» **Compito da svolgere**: Restituisci per intero e senza alcuna modifica il testo sul comunicato della RAF del 10 aprile 1992.

» **Testo di partenza**:

::::

CONTROINFORMAZIONE INTERNAZIONALE N.8

RIADEGUAMENTO STRATEGICO O LIQUIDAZIONE?

Il Partito Comunista di Spagna (ricostituito) interviene in merito al comunicato dalla RAF del 10 aprile 1992

(versione tedesca)

In una dichiarazione del 10 aprile scorso, l'organizzazione tedesca "Frazione Armata Rossa" (RAF) annunciava la sospensione della sua attività armata nei seguenti termini:

"Sospendiamo gli attacchi contro i principali rappresentanti dell'economia e dello stato a favore del processo che oggi è necessario".

In questo modo questa organizzazione rispondeva alla proposta, lanciata lo scorso gennaio dal Ministero di Giustizia, di liberare i prigionieri politici gravemente malati e quelli detenuti da più lungo tempo (alla condizione - non espressa in forma pubblica ed esplicita - che rinuncino apertamente all'uso della violenza e pongano fine alla lotta armata), ed esigeva l'immediata scarcerazione dei summenzionati prigionieri e il raggruppamento degli altri fino alla loro liberazione.

::::

» **Estratto dei dati**:
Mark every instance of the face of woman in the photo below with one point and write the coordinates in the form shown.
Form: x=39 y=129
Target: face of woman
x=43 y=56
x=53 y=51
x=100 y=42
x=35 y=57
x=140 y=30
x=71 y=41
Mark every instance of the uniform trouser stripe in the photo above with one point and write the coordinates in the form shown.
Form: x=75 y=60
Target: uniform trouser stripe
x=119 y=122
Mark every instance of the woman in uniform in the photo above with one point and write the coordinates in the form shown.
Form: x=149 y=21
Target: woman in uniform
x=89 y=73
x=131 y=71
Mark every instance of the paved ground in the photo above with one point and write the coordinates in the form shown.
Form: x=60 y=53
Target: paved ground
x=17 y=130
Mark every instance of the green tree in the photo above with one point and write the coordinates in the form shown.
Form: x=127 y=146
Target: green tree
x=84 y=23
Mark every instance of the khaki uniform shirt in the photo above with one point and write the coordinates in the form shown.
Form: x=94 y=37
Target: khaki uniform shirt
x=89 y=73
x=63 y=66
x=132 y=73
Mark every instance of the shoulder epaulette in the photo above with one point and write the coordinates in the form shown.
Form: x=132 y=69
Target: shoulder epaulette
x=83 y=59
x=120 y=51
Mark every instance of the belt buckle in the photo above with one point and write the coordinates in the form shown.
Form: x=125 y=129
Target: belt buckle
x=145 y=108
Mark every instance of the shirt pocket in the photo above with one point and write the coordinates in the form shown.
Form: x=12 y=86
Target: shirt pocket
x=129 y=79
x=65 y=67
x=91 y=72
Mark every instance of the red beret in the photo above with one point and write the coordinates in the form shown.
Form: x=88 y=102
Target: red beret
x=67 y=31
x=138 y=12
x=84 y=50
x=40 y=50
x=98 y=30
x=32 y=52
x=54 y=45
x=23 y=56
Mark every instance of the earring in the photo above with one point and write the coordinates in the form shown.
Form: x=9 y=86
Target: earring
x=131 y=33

::::

» **Risultato del compito**:
CONTROINFORMAZIONE INTERNAZIONALE N.8

RIADEGUAMENTO STRATEGICO O LIQUIDAZIONE?

Il Partito Comunista di Spagna (ricostituito) interviene in merito al comunicato dalla RAF del 10 aprile 1992

(versione tedesca)

In una dichiarazione del 10 aprile scorso, l'organizzazione tedesca "Frazione Armata Rossa" (RAF) annunciava la sospensione della sua attività armata nei seguenti termini:

"Sospendiamo gli attacchi contro i principali rappresentanti dell'economia e dello stato a favore del processo che oggi è necessario".

In questo modo questa organizzazione rispondeva alla proposta, lanciata lo scorso gennaio dal Ministero di Giustizia, di liberare i prigionieri politici gravemente malati e quelli detenuti da più lungo tempo (alla condizione - non espressa in forma pubblica ed esplicita - che rinuncino apertamente all'uso della violenza e pongano fine alla lotta armata), ed esigeva l'immediata scarcerazione dei summenzionati prigionieri e il raggruppamento degli altri fino alla loro liberazione.